• Exercise details
Please identify each line in the records below that contains the word "shoreline", and copy those lines.

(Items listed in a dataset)
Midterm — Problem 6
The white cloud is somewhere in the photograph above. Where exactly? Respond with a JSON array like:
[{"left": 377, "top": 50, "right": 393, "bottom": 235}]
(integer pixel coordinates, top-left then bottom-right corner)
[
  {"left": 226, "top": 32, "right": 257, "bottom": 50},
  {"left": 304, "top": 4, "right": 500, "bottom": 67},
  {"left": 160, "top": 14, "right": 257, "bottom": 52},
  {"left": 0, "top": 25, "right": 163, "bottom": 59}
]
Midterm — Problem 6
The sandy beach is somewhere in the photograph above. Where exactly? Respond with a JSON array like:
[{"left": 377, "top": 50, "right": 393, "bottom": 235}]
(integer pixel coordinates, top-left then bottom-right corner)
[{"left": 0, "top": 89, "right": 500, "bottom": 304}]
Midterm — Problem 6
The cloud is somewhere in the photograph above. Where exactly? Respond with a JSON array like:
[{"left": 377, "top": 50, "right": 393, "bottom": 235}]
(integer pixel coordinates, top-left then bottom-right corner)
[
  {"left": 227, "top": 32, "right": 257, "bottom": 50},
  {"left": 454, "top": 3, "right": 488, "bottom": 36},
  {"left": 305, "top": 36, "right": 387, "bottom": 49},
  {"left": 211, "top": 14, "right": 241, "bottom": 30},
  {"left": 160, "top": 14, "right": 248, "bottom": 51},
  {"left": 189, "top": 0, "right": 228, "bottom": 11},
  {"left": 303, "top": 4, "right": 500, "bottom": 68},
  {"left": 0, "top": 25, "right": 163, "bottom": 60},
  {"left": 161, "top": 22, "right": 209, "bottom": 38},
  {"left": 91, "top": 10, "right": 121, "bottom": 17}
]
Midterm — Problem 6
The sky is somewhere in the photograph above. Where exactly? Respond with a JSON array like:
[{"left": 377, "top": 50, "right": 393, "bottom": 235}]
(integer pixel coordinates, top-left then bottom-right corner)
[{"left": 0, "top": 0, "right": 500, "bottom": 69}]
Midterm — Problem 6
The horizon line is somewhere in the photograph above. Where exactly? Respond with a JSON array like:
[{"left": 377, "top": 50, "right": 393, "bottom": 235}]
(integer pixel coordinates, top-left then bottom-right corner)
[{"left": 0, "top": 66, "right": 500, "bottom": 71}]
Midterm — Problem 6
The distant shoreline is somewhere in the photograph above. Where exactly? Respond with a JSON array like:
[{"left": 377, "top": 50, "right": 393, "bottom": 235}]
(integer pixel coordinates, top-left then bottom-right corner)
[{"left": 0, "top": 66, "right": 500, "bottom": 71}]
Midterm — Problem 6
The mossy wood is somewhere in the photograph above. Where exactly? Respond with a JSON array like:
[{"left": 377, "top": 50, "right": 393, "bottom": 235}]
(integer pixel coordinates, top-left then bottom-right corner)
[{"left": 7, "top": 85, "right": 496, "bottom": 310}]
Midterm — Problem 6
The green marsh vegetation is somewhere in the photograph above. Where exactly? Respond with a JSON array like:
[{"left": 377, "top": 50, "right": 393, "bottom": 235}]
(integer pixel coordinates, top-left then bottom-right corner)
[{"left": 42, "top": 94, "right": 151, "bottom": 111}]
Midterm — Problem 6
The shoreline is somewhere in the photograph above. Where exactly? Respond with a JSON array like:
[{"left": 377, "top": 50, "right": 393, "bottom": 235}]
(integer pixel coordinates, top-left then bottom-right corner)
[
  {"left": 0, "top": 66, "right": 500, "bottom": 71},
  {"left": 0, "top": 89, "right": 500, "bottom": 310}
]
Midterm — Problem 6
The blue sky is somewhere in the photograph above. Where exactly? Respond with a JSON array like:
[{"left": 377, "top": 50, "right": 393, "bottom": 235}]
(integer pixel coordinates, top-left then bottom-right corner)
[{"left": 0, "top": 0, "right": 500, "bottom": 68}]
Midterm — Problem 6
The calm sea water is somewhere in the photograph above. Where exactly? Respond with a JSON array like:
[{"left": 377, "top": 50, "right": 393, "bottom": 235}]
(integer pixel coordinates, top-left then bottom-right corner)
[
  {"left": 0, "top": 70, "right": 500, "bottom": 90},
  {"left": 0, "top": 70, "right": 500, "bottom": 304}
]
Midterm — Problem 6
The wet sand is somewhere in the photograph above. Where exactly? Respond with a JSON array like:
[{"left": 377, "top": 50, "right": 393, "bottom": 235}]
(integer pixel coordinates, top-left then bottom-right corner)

• Result below
The distant shoreline is somewhere in the photograph above. Where exactly? Respond with a JSON array like:
The shoreline is somewhere in the photograph above. Where exactly? Respond with a JSON array like:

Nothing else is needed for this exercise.